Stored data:
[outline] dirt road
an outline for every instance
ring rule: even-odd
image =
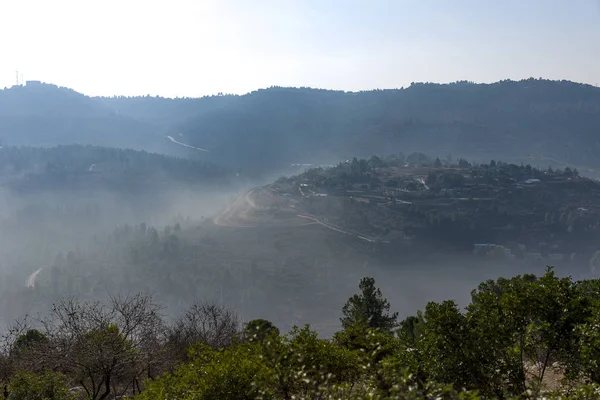
[[[187,147],[189,149],[194,149],[194,150],[199,150],[199,151],[205,151],[205,152],[208,153],[208,150],[206,150],[206,149],[203,149],[203,148],[200,148],[200,147],[195,147],[195,146],[190,146],[189,144],[178,142],[177,140],[173,139],[173,136],[166,136],[166,138],[169,139],[171,142],[173,142],[175,144],[178,144],[180,146]]]
[[[269,189],[254,188],[235,199],[213,218],[219,226],[236,228],[293,227],[312,225],[296,215],[297,211]]]
[[[255,188],[238,197],[213,218],[213,223],[237,228],[298,227],[319,224],[344,235],[354,236],[370,243],[375,242],[375,239],[368,236],[337,227],[327,222],[326,218],[313,215],[298,205],[293,206],[289,200],[282,199],[266,188]]]
[[[42,272],[43,269],[44,269],[44,267],[38,269],[37,271],[35,271],[31,275],[29,275],[27,277],[27,280],[25,281],[25,287],[32,288],[32,289],[35,288],[35,278],[38,276],[38,274],[40,272]]]
[[[345,235],[355,236],[355,237],[357,237],[357,238],[359,238],[359,239],[361,239],[361,240],[364,240],[364,241],[366,241],[366,242],[369,242],[369,243],[374,243],[374,242],[375,242],[375,239],[371,239],[371,238],[368,238],[368,237],[366,237],[366,236],[362,236],[362,235],[360,235],[360,234],[358,234],[358,233],[354,233],[354,232],[346,231],[346,230],[344,230],[344,229],[341,229],[341,228],[337,228],[337,227],[335,227],[335,226],[332,226],[332,225],[330,225],[330,224],[326,223],[325,221],[323,221],[322,219],[320,219],[319,217],[310,216],[310,215],[304,215],[304,214],[298,214],[298,217],[299,217],[299,218],[304,218],[304,219],[311,220],[311,221],[313,221],[313,222],[316,222],[316,223],[317,223],[317,224],[319,224],[319,225],[322,225],[322,226],[324,226],[325,228],[328,228],[328,229],[334,230],[334,231],[336,231],[336,232],[343,233],[343,234],[345,234]]]
[[[256,203],[252,200],[252,192],[256,189],[251,189],[243,196],[235,199],[233,203],[227,206],[225,210],[217,214],[213,218],[215,225],[219,226],[235,226],[238,228],[248,228],[251,225],[244,223],[248,219],[248,214],[252,209],[256,208]]]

- _YOUR OBJECTIVE_:
Beginning at the first line of the records, retype exactly every line up to and including the one with "ring rule: even-odd".

- _EXERCISE RESULT_:
[outline] dirt road
an outline for every instance
ring rule: even-odd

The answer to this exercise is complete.